• _Problem to solve_: Give the whole listing below once more, exactly, without pictures.
#### The input ####
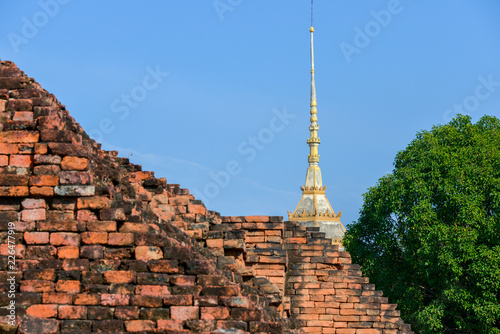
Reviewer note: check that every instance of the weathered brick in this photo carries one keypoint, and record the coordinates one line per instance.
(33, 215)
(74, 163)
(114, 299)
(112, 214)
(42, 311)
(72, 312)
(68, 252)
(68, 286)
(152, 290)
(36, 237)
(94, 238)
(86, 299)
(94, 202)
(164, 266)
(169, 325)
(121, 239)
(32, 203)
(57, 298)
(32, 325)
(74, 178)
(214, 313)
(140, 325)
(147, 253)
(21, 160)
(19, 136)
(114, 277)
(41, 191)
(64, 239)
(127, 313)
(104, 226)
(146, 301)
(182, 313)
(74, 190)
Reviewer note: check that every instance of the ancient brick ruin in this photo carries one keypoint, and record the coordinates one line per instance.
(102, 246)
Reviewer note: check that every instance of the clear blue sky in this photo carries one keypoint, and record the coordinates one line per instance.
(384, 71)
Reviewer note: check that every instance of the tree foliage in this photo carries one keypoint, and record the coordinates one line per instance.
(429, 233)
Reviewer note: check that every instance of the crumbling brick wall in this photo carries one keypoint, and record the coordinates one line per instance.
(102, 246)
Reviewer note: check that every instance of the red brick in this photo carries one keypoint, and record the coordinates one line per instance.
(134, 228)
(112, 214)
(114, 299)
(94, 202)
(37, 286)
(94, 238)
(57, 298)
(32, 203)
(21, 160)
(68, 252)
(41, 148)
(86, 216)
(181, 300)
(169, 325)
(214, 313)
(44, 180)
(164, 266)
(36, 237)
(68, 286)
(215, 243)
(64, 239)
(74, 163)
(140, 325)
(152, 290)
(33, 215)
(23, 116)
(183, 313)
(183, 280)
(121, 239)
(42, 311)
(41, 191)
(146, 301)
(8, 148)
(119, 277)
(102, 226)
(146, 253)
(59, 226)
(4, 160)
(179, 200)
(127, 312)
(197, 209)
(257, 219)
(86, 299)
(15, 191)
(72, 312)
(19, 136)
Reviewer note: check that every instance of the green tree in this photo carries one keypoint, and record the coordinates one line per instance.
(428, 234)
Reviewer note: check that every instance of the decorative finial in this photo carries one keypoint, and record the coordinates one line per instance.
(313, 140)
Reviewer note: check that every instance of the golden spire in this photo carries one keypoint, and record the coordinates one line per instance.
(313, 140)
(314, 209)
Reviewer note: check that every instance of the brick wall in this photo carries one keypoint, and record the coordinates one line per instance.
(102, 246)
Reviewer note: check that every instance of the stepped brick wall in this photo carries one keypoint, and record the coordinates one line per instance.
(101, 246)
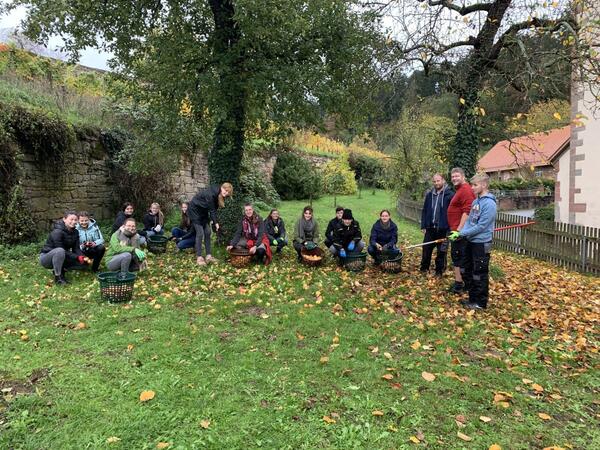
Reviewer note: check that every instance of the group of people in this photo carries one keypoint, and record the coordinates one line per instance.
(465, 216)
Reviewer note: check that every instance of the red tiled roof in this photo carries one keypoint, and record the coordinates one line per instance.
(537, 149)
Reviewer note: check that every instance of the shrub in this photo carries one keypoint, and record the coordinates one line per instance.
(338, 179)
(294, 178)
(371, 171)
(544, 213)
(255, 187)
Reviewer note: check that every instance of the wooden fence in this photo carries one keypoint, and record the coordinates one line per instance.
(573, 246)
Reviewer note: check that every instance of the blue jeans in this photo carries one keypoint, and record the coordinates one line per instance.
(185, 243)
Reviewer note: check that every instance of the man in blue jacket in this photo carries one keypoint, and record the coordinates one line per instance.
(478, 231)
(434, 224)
####
• _Solution for this exercise_:
Reviewer note: check that every instance of the weathered brick in this photo carries one keypoint, and record the coordinates one line per instance.
(33, 215)
(74, 163)
(114, 299)
(112, 214)
(42, 311)
(72, 312)
(68, 252)
(68, 286)
(152, 290)
(36, 237)
(94, 238)
(86, 299)
(94, 202)
(164, 266)
(169, 325)
(121, 239)
(32, 203)
(57, 298)
(32, 325)
(74, 178)
(214, 313)
(140, 325)
(147, 253)
(21, 160)
(19, 136)
(114, 277)
(41, 191)
(64, 239)
(127, 313)
(104, 226)
(146, 301)
(182, 313)
(74, 190)
Reviewer note: check that every instance of the ancient brick ruin in this photo carries one keypoint, and record the coordinates one line per instance.
(102, 246)
Reviewer note: check that every instance of the clear blue sky in this photo carries one keypoint, and record the coordinates one line per instance.
(384, 71)
Reviewer note: check that every instance of the tree foliage in this photo carries one keypoint, and record the coordinates one line per instance.
(429, 233)
Reviewer note: check that every instance of the crumbling brick wall in this photo carries one keypoint, and record the coordinates one line per instance.
(102, 246)
Reviewer note: check that every instance of the red brick in this photo carries one keypoint, and record the coordinates one line per instance.
(134, 228)
(112, 214)
(114, 299)
(94, 202)
(37, 286)
(94, 238)
(57, 298)
(32, 203)
(21, 160)
(68, 252)
(41, 148)
(86, 216)
(181, 300)
(169, 325)
(214, 313)
(44, 180)
(164, 266)
(36, 237)
(68, 286)
(215, 243)
(64, 239)
(74, 163)
(140, 325)
(152, 290)
(33, 215)
(23, 116)
(183, 313)
(183, 280)
(121, 239)
(42, 311)
(41, 191)
(146, 301)
(8, 148)
(119, 277)
(102, 226)
(146, 253)
(59, 226)
(4, 160)
(179, 200)
(127, 312)
(197, 209)
(257, 219)
(86, 299)
(15, 191)
(72, 312)
(19, 136)
Reviewer note: check that every instance of the green tree in this photo carries one keypoint, and record the coordinates one line per instance.
(428, 234)
Reviewer note: check that every instance of the decorative finial in this photo carries one keypoint, and record the coordinates one line per instance.
(313, 140)
Reviewer note: check that every instance of the golden spire in this photo carries one keypoint, and record the coordinates one line per instance.
(313, 140)
(314, 209)
Reviewer note: check that every instance of the brick wall in this photo carries one keypoint, and record the coordinates one line per instance.
(102, 246)
Reviewer note: check that every instance of the stepped brick wall in this photo carries one keypoint, and record the coordinates one line per instance.
(101, 246)
Reviewer note: check that every instance of the group of people in this photo carries one keypoint, and record the coordinates one line per instance.
(465, 216)
Reviewer note: check that every instance of the red tiled roof in this photo carries one keypoint, and record the coordinates one line per instance.
(537, 149)
Reviewer note: check that every instance of the shrub in this photo carries one keypoint, and record the coordinates one line per instance.
(338, 179)
(294, 178)
(371, 171)
(544, 213)
(255, 187)
Reviewer note: check that every instance of the wooden fence in this photo carries one keypoint, and record the coordinates one line per instance.
(573, 246)
Reviewer note: check that every instance of the blue jeans in this photo carries one keypoint, and record the coordinates one line per instance.
(185, 243)
Reviewer note: check that every instance of the man in blue jacket in this photo carries one keypoint, and record the coordinates one line per instance.
(478, 231)
(434, 224)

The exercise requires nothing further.